EXCERPTED PASSAGE:
— Start —
There are three things that I specifically noticed in posts on the positions of women in fiction that have prompted me to reflection.  First: discussions of the meaning of the phrase “strong female character,” second: a certain test that supposedly tells you something about a woman’s value within a specific story, and third: the claim that mainstream fiction ought to have a one to one ratio of male to female characters.

First of all, there is the idea that female characters may be strong in mainstream fiction physically, or even mentally, but weak in terms of complexity when compared to the men.  This, I can agree with, when I think about some mainstream films, but I also see other stories with nicely complex female protagonists, so I don’t see that in itself as quite so much of a concern.  More about that later.

Second, there is the Bechdel test, where you look at any work of fiction and ask yourself one question.  Does it have two women in it…who talk to each other… about something other than a man?  And this is closely connected to the call for one to one.
— End —
WHAT IS ASKED:
1. Copy out the passage of the post on women in fiction that starts with "There are three" and ends with "about that later.", replacing "mainstream fiction" with "popular fiction" throughout.
2. In the post on women in fiction, what ratio of male to female characters does the cited claim say mainstream fiction ought to have?

DATASET:
— Start —
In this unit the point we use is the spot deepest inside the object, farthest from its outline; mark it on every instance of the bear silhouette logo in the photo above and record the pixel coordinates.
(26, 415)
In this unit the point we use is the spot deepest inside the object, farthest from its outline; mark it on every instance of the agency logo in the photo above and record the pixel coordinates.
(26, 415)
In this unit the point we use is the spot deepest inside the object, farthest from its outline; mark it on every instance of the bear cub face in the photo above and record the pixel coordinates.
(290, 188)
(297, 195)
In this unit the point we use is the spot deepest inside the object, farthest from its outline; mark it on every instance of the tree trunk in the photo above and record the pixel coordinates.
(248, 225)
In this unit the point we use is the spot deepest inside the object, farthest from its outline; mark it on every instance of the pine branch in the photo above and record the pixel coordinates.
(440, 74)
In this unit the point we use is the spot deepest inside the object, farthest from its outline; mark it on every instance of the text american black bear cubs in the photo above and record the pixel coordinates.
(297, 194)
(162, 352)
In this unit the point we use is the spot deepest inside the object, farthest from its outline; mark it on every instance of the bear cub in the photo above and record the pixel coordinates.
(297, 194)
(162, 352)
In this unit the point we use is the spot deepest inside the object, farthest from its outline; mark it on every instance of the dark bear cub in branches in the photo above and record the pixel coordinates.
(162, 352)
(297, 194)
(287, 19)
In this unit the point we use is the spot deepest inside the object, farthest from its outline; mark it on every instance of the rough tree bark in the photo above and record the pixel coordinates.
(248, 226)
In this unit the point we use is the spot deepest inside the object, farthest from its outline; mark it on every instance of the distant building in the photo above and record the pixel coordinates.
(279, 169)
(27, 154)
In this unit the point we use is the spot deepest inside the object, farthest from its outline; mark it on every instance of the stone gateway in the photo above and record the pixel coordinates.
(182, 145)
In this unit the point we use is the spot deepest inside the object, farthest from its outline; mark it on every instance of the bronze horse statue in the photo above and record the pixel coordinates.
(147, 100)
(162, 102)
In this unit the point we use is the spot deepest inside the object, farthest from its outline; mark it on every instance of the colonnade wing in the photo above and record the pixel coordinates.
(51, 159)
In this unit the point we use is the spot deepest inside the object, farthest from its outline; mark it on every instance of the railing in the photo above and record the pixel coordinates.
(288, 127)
— End —
RESPONSES TO THE EXERCISE:
1.
There are three things that I specifically noticed in posts on the positions of women in fiction that have prompted me to reflection.  First: discussions of the meaning of the phrase “strong female character,” second: a certain test that supposedly tells you something about a woman’s value within a specific story, and third: the claim that popular fiction ought to have a one to one ratio of male to female characters.

First of all, there is the idea that female characters may be strong in popular fiction physically, or even mentally, but weak in terms of complexity when compared to the men.  This, I can agree with, when I think about some mainstream films, but I also see other stories with nicely complex female protagonists, so I don’t see that in itself as quite so much of a concern.  More about that later.

2. A one to one ratio.